## Given request
From the rows below, pull out every line that contains the word "hand" and copy each one unchanged.

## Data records

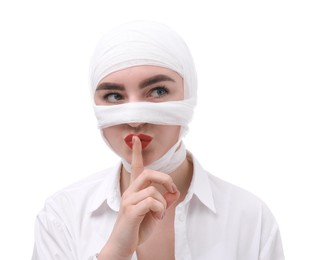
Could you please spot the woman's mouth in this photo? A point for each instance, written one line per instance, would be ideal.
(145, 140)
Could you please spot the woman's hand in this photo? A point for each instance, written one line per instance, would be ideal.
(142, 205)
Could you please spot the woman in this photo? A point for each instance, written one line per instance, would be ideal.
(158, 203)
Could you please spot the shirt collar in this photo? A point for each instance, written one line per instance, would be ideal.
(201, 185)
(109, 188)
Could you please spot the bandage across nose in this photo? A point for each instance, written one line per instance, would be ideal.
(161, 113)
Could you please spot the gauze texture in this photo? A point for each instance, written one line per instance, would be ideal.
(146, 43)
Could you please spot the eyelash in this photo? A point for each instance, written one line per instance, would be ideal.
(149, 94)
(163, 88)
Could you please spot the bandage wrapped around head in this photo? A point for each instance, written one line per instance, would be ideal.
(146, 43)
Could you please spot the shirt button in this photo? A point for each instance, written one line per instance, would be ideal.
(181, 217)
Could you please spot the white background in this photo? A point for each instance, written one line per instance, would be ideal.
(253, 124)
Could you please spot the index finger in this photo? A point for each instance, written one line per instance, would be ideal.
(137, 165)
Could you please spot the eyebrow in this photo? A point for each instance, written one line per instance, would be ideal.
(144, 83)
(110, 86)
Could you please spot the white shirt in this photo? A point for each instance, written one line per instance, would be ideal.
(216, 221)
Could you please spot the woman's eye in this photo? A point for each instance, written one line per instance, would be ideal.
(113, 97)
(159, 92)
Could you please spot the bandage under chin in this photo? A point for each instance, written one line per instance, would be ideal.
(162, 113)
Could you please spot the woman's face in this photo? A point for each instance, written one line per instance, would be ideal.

* * *

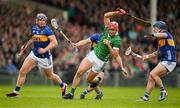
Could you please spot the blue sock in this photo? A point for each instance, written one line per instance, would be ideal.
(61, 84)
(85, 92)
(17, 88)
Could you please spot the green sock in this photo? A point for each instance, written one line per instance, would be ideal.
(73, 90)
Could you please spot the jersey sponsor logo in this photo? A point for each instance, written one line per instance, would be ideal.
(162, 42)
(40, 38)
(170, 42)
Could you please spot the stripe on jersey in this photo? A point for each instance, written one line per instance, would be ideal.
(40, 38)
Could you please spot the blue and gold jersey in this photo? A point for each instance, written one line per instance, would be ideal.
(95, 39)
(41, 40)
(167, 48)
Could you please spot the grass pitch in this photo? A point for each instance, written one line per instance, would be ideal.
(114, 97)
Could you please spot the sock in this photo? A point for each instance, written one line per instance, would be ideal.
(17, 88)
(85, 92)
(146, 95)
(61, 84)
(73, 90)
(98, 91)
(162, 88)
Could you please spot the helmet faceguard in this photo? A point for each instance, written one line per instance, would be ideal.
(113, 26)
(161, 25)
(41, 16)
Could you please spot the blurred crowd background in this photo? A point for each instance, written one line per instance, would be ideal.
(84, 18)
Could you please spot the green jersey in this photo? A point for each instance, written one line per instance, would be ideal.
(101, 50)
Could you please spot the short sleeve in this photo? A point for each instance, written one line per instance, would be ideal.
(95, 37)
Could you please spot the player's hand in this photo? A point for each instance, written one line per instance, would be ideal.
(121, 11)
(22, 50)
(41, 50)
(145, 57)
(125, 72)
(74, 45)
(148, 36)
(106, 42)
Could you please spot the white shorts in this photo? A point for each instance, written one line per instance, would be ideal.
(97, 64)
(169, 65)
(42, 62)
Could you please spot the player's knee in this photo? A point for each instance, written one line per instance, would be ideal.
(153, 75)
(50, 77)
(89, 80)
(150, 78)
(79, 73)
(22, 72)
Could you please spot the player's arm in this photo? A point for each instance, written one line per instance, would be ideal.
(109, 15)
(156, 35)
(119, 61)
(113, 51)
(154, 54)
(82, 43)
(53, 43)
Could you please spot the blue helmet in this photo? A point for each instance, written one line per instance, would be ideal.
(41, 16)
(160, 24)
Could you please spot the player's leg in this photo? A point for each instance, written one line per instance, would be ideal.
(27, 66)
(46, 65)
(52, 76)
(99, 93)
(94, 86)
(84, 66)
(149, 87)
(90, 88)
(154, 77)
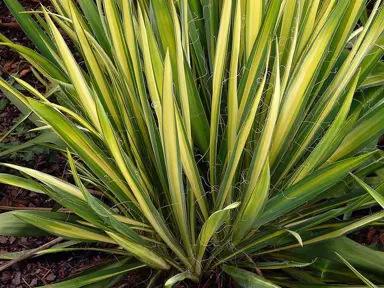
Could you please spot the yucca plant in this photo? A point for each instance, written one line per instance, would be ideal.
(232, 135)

## Written solution
Could you please spot the woman's hand in this photo? A point for each instance, written one line per instance, would be ideal.
Could you please spot the player's hand in this photo? A point for each instance, written one line per instance, would be ideal.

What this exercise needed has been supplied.